What you need to do » Rewrite the lines from the first one through the line containing "x=255, y=538", swapping "wildlife monitoring" for "habitat survey" and leaving everything else unchanged.

Material for this task »
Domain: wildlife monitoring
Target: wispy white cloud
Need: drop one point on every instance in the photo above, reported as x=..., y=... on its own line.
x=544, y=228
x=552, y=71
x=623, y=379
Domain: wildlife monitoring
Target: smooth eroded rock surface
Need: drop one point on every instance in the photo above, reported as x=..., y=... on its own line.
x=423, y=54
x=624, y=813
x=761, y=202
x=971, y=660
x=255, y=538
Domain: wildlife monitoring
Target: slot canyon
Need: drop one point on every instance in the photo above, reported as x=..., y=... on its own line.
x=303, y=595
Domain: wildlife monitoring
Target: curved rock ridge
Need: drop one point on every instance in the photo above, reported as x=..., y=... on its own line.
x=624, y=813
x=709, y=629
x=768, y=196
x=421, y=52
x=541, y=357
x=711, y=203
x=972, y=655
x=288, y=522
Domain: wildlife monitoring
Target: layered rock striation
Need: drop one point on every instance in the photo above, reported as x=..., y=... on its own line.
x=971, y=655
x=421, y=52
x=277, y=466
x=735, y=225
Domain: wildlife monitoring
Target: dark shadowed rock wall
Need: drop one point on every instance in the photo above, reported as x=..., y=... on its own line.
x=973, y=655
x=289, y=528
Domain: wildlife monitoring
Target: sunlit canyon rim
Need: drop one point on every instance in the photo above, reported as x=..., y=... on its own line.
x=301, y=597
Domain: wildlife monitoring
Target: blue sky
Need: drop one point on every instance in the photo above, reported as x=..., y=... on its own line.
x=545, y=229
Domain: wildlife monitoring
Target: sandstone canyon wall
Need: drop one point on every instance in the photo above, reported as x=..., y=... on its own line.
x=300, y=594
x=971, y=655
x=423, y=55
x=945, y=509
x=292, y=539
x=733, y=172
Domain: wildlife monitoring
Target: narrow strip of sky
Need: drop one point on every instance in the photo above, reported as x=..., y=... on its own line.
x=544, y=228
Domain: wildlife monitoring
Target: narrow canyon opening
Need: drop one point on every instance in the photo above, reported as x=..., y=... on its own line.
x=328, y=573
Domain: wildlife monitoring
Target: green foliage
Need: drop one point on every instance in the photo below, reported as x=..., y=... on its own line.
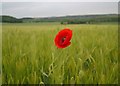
x=30, y=56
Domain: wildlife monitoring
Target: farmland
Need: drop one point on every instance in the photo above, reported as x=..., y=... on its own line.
x=29, y=55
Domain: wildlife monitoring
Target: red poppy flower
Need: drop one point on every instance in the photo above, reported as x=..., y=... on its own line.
x=63, y=38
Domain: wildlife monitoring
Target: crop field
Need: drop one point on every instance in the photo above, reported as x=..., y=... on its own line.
x=29, y=55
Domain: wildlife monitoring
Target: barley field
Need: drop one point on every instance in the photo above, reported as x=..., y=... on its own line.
x=29, y=55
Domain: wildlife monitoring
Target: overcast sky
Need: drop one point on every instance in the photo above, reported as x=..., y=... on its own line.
x=48, y=9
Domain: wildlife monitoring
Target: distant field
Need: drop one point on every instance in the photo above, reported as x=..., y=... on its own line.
x=29, y=55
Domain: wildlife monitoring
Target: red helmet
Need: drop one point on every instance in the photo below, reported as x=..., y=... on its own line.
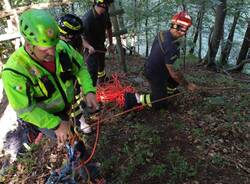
x=182, y=19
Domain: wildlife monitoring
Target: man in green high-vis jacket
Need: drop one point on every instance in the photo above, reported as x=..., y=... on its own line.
x=38, y=77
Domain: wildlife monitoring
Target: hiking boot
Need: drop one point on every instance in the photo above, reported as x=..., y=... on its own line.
x=130, y=101
x=172, y=91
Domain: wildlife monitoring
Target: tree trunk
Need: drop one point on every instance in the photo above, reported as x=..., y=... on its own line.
x=198, y=27
x=118, y=39
x=146, y=32
x=217, y=33
x=228, y=46
x=245, y=45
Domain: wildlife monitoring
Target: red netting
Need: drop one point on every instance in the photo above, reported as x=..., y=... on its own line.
x=113, y=91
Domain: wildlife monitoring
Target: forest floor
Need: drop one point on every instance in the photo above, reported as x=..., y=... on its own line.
x=202, y=138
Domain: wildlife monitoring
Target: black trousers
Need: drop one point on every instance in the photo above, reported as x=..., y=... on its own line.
x=159, y=90
x=95, y=63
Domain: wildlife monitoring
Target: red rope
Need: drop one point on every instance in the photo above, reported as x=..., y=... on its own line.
x=113, y=91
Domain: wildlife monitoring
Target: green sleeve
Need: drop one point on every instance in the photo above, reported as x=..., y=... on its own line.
x=19, y=93
x=82, y=74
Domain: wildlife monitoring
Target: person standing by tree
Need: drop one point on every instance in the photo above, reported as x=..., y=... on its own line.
x=96, y=23
x=39, y=77
x=71, y=30
x=159, y=69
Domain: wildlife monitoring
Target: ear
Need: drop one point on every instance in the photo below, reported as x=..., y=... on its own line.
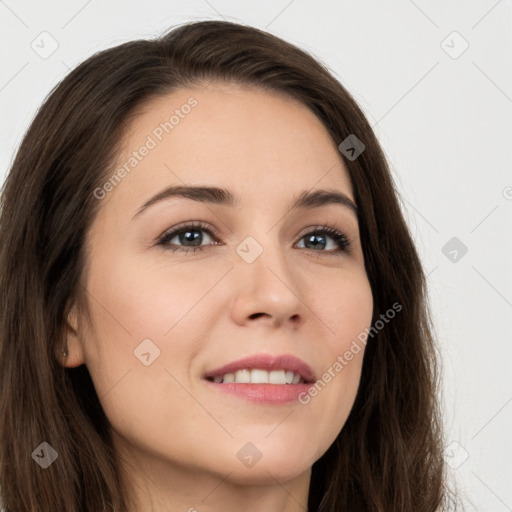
x=73, y=342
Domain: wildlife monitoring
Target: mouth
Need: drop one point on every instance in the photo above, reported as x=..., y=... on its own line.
x=282, y=370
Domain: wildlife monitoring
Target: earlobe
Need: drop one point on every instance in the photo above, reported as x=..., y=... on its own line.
x=71, y=354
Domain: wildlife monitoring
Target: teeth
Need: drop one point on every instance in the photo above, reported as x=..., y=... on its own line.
x=258, y=376
x=243, y=376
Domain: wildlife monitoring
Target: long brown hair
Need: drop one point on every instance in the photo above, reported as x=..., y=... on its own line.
x=389, y=454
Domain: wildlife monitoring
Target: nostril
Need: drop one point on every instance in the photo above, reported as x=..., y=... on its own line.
x=256, y=315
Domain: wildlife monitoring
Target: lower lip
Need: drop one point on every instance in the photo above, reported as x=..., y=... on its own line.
x=264, y=393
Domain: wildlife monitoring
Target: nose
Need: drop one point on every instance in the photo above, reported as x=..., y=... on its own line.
x=267, y=291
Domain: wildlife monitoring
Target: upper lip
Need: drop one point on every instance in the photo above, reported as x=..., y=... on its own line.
x=268, y=362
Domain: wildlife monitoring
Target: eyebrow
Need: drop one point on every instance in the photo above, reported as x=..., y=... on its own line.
x=221, y=196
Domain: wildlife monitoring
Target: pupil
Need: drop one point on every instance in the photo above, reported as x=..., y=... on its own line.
x=312, y=237
x=196, y=236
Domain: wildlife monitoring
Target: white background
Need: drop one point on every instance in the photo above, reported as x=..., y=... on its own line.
x=444, y=121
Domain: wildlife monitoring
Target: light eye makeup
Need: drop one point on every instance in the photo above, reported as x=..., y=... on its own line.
x=190, y=232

Task output »
Domain: habitat survey
Target: wispy white cloud
Need: drop one point on every instance in the photo above, reported as x=..., y=... on its own line.
x=544, y=228
x=552, y=71
x=623, y=379
Domain: habitat survey
Target: smooth eroded rock surface
Need: drop one point on every instance in the photo above, reported as x=..., y=... on its own line.
x=423, y=54
x=624, y=813
x=761, y=202
x=971, y=660
x=255, y=538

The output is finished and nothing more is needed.